** DATASET follows **

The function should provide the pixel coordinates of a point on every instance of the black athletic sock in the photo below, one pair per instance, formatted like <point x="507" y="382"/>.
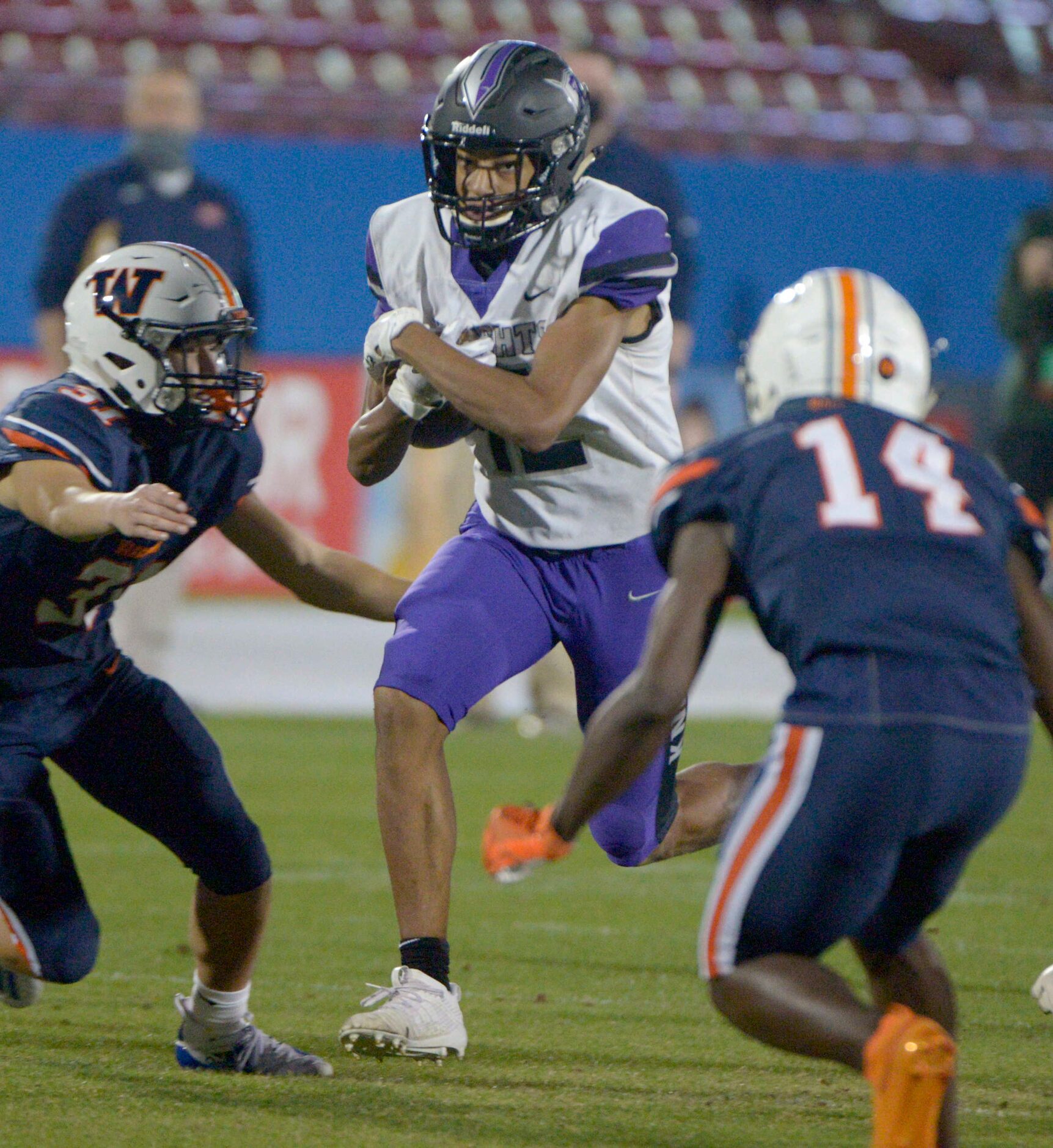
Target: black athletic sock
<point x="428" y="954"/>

** End of DATASET **
** DATASET follows **

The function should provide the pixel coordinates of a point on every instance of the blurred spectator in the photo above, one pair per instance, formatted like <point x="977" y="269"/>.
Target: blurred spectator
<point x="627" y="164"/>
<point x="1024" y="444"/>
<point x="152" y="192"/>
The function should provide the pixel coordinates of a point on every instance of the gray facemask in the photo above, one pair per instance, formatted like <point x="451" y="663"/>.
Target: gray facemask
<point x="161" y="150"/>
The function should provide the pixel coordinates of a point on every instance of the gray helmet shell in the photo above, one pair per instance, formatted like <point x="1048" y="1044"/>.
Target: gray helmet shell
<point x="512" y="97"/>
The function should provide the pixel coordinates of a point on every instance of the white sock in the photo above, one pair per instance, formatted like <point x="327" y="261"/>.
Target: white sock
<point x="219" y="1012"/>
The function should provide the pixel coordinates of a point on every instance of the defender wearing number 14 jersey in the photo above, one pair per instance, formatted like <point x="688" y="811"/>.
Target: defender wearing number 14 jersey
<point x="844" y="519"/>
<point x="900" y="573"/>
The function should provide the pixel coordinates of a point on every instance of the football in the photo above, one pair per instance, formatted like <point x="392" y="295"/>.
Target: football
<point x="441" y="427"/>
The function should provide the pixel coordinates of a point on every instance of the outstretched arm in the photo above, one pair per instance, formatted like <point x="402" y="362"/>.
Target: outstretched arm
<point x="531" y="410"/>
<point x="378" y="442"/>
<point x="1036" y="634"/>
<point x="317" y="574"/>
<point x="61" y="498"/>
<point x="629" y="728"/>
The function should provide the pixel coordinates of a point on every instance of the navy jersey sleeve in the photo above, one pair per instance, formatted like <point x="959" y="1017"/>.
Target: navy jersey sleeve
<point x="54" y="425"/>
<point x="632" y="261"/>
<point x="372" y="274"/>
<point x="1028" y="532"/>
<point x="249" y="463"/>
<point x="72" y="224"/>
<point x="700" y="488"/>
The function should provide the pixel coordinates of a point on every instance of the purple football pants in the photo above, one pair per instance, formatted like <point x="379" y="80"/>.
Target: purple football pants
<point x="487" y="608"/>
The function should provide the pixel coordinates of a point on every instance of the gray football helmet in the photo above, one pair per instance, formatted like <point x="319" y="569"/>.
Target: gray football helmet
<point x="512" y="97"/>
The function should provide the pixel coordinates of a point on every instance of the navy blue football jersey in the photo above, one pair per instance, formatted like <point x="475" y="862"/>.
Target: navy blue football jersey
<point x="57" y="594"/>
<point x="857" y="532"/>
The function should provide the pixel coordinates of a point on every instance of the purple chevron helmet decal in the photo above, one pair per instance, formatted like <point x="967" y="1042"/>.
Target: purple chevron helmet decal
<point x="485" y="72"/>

** End of DATASET **
** DATASET follows **

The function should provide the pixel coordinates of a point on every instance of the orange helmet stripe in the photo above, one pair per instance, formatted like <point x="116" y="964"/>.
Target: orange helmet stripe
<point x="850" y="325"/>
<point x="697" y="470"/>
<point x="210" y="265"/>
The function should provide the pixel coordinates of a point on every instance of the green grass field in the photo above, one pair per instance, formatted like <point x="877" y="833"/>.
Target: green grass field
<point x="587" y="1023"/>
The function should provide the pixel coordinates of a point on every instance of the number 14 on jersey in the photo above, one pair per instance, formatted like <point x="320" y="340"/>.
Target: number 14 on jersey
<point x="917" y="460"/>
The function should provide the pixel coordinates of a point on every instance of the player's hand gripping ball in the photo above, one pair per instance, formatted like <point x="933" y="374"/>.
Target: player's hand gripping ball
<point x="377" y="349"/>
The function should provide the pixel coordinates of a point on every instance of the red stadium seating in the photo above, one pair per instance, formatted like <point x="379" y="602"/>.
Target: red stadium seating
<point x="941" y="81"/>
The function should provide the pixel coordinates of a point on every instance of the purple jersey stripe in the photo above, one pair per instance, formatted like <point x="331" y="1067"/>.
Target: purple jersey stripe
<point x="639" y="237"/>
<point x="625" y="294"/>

** End of DATASET **

• PROBLEM TO WORK ON
In the entries above, find the line holding "of the green" and the line holding "the red stadium", then retype exactly those two lines and every line between them, and nothing else.

• REPLY
The function should provide the pixel coordinates of a point on every instance of the green grass field in the photo above, one pair per instance, formatted like <point x="877" y="833"/>.
Target: green grass field
<point x="587" y="1023"/>
The function should provide the pixel coordinates of a point on every instance of the number 14 on jersey in the photo above, one pair per instance, formatted like <point x="320" y="340"/>.
Target: number 14 on jersey
<point x="917" y="460"/>
The function should provide the pixel coordinates of a point on every instance of the player's hand gripping ball in the photo above, one pair per instance, formatted like <point x="933" y="374"/>.
Target: player's hand gripping ball
<point x="377" y="349"/>
The function should provide the pixel coordinates of a point on every instance of the red stadium seating in the photo above, one pair per instance, formatted like <point x="379" y="602"/>.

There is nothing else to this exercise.